SOURCE TEXT →
-*-

Genesis 2: A Helper Comparable to Him
“And the Lord God said, “It is not good that man should be alone; I will make him a helper comparable to him.” (Genesis 2:18)
When God created man, we are told in Genesis 2 that He brought all creatures before Him for names (Genesis 2:19). How long did it take for the first man—Adam—to see that each species was represented by both male and female, while humankind was only male?
Why was man only male? And, why the parade of animals before Adam? Why did God, who Genesis 1:31 tells us made everything good, declare that it was not good for Adam to be alone?
First, we must clearly understand that God’s plan for man was—and is— certainly good. Adam was not defective as he was; God simply hadn’t finished the creation of humankind yet. Second, the sheer fact that human reproduction requires both male and female demands that God always intended that a woman would be brought into the picture.
So, again, why? Why did God delay in the creation of woman? Ponder this possibility: God wanted man to recognize his need. God made man with incredible potential. Even still, such potential was limited. Adam had to be shown that. (Maybe he great tired coming up with animal names after a while?)
So, God brought all the animals before Adam—the man He had created with so much potential—to drive home an important lesson: he needed someone like him.

-*-

Dataset records
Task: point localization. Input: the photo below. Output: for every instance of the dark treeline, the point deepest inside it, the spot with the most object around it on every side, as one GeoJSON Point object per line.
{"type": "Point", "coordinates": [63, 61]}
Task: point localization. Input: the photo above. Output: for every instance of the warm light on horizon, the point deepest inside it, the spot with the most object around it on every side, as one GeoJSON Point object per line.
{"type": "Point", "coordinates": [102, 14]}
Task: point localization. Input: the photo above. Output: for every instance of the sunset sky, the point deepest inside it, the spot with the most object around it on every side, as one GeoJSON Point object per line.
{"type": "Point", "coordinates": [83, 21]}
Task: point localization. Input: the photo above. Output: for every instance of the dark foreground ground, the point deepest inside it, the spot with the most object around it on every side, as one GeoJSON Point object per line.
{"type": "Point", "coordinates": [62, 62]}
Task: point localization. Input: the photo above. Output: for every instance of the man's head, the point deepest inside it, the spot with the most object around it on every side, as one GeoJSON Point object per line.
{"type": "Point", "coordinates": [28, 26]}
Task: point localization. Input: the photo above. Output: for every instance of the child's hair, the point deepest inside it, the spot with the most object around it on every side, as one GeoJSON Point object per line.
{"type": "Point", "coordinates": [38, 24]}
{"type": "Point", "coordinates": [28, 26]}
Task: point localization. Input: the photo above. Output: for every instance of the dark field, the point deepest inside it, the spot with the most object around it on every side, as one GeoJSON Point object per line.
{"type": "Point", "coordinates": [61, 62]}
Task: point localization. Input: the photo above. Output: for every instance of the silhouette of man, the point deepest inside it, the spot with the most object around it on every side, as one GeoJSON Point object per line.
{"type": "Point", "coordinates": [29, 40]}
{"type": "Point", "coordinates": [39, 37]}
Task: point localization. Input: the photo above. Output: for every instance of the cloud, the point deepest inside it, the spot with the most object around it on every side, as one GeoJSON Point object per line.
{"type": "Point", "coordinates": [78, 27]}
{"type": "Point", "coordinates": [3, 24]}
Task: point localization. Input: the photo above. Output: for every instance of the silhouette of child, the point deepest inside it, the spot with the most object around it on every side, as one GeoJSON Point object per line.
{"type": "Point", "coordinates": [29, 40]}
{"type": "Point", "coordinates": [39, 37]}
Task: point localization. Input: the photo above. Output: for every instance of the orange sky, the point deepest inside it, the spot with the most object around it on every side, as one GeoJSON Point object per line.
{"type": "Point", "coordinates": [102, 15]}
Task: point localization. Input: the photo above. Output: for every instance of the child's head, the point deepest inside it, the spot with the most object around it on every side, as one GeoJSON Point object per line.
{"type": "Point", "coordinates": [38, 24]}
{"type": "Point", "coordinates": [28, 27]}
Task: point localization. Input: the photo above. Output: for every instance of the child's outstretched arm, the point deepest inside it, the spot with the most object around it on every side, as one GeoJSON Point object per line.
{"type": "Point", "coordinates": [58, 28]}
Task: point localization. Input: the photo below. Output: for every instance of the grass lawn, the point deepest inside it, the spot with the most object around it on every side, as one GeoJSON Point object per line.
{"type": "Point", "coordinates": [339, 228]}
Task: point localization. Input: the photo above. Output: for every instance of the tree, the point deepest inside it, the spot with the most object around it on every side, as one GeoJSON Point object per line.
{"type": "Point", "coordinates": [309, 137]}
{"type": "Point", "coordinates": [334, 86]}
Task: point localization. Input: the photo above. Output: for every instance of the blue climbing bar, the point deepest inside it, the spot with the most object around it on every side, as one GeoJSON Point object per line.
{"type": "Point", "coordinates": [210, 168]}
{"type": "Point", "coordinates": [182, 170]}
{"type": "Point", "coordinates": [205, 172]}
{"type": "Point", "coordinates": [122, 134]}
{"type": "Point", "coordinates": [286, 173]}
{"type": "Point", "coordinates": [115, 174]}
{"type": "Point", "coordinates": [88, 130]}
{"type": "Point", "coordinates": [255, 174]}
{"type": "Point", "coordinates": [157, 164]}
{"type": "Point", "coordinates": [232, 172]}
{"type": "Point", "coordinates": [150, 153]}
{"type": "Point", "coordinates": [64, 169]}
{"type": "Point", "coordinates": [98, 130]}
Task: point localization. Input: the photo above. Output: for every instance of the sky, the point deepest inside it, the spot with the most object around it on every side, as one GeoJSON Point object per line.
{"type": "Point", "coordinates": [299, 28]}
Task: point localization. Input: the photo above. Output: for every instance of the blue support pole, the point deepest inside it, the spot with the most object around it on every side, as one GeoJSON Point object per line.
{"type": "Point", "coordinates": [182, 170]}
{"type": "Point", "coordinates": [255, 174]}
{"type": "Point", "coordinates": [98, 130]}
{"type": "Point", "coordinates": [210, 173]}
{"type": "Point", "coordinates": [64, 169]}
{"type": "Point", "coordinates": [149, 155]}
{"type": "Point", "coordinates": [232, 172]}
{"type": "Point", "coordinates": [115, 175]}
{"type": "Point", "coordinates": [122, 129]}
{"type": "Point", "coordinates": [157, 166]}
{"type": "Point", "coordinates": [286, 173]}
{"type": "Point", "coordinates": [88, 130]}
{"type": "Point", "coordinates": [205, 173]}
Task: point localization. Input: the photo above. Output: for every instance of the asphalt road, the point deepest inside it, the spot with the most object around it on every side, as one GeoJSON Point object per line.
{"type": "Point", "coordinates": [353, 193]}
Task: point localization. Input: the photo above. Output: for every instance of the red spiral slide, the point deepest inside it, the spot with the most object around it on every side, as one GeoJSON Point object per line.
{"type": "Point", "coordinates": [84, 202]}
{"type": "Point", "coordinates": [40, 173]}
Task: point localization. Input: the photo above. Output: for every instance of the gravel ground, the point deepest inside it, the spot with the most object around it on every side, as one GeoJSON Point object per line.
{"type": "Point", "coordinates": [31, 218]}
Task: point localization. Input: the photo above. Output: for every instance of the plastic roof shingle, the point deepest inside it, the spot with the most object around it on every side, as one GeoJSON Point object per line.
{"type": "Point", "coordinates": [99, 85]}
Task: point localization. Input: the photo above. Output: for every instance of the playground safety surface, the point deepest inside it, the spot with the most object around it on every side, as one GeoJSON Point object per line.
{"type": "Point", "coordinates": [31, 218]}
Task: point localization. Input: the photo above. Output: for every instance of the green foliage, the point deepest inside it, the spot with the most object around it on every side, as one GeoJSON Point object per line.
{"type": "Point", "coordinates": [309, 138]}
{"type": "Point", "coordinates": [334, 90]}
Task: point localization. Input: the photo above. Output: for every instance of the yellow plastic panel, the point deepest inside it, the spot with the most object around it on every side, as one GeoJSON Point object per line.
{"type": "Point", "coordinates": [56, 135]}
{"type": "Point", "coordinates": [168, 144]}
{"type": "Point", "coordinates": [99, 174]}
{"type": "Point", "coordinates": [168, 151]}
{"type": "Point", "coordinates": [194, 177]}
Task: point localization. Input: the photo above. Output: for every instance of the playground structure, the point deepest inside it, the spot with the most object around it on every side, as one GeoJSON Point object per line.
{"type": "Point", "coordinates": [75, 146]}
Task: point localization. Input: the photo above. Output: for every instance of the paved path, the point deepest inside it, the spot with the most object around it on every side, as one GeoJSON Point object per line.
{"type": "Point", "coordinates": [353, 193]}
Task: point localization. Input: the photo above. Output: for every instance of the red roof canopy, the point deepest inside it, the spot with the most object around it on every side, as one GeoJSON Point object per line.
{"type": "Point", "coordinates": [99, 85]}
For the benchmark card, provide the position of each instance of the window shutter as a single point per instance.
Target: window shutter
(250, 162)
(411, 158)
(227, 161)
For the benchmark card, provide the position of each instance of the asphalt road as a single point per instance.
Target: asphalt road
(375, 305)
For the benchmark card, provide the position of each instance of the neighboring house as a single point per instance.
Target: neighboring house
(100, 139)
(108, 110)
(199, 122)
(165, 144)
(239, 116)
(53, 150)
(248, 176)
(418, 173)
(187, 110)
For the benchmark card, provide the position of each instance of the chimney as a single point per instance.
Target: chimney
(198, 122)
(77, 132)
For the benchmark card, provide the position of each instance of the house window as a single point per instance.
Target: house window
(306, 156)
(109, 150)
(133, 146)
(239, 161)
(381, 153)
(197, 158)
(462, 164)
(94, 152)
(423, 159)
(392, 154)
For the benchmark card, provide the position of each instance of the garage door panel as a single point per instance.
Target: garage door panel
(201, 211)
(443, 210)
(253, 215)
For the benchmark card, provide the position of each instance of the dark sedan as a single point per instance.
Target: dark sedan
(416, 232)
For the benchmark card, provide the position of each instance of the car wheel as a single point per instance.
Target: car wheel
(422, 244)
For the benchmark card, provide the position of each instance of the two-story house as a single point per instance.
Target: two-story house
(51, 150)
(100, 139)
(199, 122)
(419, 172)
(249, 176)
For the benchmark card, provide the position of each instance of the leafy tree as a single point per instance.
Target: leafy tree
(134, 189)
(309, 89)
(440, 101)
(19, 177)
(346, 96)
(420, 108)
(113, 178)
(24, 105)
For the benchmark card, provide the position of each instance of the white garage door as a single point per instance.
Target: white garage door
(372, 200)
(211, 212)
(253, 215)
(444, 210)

-*-

ACTIVITY LIST →
(1) In the Genesis 2 reflection, which verse is cited as telling us that God made everything good?
(2) Carry the Genesis 2 reflection forward from the point where it stops.
The data above are separate material and have no connection to the Genesis 2 reflection.

ANSWERS TO THE EXERCISES →
(1) Genesis 1:31

(2)
What lesson do we take from this? Children sometimes cry out, “I can do this myself!” That mindset is sometimes difficult to shake in life. We tend to think we are self-sufficient, able to do anything on our own. But, the fact is we are not. While we may not want to admit it, we are flawed, weak and terribly insufficient. Sometimes, we can’t simply be told that some tasks are beyond our ability alone. We must come to the point that we admit need someone else; that we need… help.
For many, this will take the form of a spouse, someone from the opposite sex to whom they will devote their life. This will be someone with whom they can be “one” (Gen. 2:24)—sexually, mentally, spiritually, etc. Others will never marry; that’s alright; Jesus never married, and Paul wasn’t (at least not while he carried out his great missionary journeys- 1 Cor. 9:5). But, married or unmarried, we all need people who can help us, laugh with us, cry with us, comfort us, carry us, and advise us. Alone, we think mainly of ourselves; with others, we think about and throw ourselves into the lives of others, loving and sacrificing for someone other than ourselves. Ultimately, that’s the only way we can truly begin to understand and connect with a God who loves, sacrifices and… helps.
Let’s apply that to our lives.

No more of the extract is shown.